Stored dataset items:
╭──
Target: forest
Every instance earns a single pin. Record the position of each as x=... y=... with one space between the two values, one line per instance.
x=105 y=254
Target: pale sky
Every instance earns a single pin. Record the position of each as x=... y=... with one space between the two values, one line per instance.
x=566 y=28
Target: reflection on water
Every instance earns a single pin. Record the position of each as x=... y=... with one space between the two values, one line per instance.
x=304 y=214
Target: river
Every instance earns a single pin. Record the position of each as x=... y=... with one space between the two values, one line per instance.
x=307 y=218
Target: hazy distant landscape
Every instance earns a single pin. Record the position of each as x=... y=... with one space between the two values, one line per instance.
╰──
╭──
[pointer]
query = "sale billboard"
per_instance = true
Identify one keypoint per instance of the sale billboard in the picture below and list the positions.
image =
╰──
╭──
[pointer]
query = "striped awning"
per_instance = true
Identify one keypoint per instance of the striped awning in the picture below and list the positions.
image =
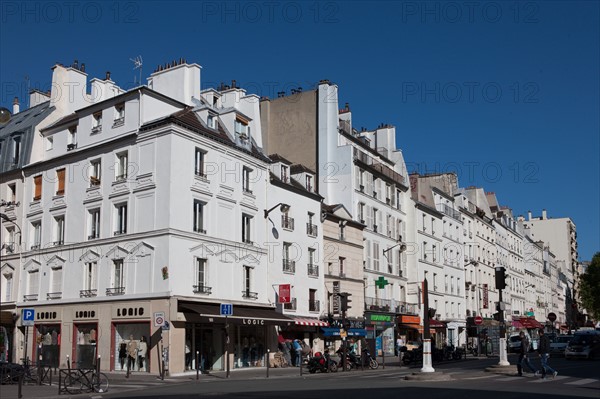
╰──
Prompt: When a line in the records holds the string "below", copy that line.

Solution to the exercise:
Identify one keypoint per instance of the sale billboard in the picture below and list the positions.
Identify one keypoint per instance of the striped awning in the picture below and list the positions.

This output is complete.